> [Extracted data]:
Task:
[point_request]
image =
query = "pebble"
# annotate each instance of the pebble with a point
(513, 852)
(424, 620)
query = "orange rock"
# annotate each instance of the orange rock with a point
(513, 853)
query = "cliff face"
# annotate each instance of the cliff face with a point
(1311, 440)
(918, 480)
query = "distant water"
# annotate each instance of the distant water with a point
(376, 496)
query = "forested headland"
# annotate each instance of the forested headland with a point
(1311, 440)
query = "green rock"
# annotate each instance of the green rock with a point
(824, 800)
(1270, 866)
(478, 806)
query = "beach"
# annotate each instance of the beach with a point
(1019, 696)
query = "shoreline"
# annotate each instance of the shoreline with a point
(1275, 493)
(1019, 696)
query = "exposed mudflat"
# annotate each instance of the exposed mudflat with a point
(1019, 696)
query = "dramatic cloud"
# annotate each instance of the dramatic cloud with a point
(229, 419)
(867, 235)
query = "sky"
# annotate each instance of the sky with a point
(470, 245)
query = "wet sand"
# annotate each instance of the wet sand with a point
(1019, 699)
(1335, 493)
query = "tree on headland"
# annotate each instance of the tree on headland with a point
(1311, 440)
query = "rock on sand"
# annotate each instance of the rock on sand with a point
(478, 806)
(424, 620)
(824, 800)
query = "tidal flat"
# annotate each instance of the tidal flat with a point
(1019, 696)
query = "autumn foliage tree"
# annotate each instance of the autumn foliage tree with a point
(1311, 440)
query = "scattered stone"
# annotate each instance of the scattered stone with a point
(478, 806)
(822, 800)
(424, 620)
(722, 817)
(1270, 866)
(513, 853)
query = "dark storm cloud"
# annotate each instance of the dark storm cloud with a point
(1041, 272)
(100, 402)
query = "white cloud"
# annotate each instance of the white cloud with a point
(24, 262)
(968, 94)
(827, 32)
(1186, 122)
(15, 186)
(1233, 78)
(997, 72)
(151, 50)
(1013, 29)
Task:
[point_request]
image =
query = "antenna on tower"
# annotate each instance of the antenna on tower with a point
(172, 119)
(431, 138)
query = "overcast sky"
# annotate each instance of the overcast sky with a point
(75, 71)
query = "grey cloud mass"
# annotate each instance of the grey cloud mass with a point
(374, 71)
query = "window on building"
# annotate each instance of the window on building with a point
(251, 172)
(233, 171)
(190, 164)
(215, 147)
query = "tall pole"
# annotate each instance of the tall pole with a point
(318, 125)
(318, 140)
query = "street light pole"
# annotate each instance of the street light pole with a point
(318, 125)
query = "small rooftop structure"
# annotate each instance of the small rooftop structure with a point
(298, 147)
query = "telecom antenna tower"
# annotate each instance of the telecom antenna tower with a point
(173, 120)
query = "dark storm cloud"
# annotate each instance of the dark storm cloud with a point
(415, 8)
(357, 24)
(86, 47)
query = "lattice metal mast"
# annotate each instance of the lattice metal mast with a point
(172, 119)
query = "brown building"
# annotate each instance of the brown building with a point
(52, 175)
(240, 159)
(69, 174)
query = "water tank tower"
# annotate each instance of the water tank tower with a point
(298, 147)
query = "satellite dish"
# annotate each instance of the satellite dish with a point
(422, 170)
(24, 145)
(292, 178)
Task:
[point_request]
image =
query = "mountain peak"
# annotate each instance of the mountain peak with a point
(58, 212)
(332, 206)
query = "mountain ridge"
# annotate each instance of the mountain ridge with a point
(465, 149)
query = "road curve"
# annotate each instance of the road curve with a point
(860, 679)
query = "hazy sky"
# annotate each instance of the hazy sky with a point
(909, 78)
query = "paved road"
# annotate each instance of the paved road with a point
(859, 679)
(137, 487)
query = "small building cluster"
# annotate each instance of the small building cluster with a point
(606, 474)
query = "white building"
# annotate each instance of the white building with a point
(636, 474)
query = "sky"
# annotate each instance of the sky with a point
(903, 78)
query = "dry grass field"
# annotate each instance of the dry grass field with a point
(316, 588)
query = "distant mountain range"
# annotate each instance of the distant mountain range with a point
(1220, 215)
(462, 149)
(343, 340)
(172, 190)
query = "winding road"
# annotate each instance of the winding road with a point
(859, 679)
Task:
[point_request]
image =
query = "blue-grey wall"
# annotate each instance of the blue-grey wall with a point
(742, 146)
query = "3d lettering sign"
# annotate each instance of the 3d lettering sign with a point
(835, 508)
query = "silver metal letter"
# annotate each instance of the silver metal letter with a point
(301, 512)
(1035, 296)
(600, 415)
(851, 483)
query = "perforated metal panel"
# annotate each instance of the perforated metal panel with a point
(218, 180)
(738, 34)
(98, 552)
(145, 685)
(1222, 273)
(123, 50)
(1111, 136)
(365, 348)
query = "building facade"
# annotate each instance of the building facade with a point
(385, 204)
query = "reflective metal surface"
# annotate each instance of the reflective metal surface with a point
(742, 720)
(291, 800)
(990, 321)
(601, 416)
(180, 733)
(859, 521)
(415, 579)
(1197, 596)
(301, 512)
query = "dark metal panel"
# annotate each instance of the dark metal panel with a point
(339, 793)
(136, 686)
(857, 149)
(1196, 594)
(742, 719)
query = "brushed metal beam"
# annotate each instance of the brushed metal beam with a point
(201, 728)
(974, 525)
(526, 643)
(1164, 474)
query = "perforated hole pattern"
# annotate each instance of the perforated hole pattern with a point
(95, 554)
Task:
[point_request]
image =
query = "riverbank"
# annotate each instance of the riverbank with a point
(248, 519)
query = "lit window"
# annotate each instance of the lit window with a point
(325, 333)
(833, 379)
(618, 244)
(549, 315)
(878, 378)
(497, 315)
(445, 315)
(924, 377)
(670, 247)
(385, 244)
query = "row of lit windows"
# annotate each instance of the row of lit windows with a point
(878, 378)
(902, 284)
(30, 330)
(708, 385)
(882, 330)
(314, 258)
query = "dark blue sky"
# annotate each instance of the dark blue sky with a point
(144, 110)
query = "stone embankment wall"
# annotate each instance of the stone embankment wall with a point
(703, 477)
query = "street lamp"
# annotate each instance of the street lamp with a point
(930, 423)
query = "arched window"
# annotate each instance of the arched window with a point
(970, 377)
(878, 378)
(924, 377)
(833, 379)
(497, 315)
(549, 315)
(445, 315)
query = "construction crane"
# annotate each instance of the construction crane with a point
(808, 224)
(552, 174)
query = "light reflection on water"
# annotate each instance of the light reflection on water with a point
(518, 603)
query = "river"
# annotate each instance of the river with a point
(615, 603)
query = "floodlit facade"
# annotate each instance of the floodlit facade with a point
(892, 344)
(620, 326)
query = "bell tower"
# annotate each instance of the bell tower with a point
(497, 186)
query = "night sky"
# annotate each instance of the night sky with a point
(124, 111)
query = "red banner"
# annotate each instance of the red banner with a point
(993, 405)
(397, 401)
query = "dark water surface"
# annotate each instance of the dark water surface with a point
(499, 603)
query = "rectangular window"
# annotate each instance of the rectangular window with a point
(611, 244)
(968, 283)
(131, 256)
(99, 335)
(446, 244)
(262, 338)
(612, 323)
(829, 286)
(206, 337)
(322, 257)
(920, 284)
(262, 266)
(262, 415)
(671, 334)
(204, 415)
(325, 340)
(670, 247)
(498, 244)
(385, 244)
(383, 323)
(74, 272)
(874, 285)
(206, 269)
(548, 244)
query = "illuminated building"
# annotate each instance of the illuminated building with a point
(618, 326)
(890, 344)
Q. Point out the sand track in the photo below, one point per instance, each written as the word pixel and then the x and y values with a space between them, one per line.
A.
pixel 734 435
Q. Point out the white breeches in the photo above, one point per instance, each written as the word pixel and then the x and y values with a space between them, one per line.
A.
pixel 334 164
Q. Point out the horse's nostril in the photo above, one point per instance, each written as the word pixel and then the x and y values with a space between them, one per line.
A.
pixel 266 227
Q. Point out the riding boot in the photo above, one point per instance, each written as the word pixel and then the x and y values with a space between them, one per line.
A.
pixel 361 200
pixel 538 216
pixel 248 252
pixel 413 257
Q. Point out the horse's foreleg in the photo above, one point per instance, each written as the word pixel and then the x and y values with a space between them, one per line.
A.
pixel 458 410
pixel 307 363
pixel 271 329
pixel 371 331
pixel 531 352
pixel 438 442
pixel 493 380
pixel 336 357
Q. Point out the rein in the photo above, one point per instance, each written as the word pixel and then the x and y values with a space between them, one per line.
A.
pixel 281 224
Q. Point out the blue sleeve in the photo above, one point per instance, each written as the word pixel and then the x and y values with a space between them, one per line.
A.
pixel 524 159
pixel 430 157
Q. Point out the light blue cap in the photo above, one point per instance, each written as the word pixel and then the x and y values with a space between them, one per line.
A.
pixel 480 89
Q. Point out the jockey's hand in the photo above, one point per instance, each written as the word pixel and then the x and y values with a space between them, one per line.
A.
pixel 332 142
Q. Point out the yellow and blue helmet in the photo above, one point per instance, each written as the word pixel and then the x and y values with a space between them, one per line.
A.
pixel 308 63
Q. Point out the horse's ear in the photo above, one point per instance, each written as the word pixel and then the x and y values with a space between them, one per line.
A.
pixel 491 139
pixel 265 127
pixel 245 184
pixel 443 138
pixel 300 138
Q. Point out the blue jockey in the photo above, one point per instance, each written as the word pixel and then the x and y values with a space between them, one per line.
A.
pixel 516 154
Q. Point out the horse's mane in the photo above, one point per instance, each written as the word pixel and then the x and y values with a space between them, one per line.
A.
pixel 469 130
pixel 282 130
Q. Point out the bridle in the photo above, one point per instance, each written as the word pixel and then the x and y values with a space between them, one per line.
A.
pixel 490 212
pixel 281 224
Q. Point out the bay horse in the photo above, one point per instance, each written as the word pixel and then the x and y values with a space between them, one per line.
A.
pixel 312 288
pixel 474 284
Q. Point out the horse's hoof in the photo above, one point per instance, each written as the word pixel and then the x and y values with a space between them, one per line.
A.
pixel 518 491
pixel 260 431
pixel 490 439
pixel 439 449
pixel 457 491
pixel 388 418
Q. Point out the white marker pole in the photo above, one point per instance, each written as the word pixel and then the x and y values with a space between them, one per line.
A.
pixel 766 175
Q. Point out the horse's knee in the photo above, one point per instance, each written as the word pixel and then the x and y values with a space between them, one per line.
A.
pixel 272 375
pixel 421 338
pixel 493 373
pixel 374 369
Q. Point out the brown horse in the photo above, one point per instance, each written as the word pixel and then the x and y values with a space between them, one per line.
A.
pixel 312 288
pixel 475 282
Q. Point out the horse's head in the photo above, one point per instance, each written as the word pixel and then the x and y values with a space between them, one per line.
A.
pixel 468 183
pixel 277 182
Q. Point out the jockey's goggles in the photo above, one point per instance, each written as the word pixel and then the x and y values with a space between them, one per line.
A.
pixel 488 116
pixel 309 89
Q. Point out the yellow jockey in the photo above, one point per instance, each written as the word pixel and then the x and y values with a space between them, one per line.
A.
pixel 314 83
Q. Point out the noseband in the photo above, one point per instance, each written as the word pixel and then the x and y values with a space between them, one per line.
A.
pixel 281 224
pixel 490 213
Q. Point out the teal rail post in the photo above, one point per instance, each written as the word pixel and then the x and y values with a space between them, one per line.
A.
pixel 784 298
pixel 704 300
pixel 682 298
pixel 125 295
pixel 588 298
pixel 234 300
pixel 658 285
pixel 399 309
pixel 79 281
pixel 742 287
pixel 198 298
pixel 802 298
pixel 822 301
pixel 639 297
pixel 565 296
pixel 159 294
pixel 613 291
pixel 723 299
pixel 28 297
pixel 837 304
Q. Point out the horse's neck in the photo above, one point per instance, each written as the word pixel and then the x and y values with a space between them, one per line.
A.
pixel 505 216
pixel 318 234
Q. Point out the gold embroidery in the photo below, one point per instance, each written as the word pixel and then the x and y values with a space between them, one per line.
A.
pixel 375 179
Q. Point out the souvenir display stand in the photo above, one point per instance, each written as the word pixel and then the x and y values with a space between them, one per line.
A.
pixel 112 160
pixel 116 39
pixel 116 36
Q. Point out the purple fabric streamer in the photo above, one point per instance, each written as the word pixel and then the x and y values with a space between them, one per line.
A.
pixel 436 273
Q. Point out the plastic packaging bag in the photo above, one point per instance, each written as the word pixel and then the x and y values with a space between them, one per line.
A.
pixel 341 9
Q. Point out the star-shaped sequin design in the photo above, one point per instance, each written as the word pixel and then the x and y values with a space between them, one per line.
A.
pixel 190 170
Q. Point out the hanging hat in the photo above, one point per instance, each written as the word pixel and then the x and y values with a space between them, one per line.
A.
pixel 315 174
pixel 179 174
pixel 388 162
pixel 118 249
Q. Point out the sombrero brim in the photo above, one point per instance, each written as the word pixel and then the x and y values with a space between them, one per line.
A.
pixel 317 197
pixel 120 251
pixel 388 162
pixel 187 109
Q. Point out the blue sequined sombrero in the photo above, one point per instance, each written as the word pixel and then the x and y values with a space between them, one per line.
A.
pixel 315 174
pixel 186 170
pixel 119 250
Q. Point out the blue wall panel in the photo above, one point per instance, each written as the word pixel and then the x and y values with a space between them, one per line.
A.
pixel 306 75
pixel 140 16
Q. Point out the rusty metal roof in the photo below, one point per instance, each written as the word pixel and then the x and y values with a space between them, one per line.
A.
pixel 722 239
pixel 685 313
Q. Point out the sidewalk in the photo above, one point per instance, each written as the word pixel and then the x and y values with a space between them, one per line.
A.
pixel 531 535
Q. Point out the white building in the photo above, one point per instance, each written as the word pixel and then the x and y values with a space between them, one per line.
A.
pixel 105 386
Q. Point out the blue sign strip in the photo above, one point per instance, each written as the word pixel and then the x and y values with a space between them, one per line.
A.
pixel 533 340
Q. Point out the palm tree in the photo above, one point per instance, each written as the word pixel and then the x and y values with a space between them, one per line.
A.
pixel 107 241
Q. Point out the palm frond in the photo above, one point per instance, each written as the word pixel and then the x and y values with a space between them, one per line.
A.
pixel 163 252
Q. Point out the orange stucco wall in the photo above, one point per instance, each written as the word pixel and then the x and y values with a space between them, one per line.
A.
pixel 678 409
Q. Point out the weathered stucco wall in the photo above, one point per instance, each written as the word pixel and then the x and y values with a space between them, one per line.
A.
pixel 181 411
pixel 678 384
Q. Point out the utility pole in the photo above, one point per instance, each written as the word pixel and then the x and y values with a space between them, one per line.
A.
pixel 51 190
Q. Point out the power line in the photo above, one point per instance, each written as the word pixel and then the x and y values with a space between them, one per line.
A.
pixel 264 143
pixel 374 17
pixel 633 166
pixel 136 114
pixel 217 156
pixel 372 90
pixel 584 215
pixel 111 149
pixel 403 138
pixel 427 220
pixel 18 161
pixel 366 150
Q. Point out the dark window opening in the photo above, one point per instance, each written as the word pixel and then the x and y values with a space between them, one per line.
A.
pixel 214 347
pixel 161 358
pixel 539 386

> [Prompt]:
Pull out every line of the records above that contains the word "palm".

> [Written response]:
Q. Point out the palm tree in the photo above, one point per instance, each written as the word pixel and then the x and y values with a space between them, one per line.
Q. Point out the palm frond in the photo above, one point per instance, each written as the word pixel and then the x and y values with a space between them, one per line.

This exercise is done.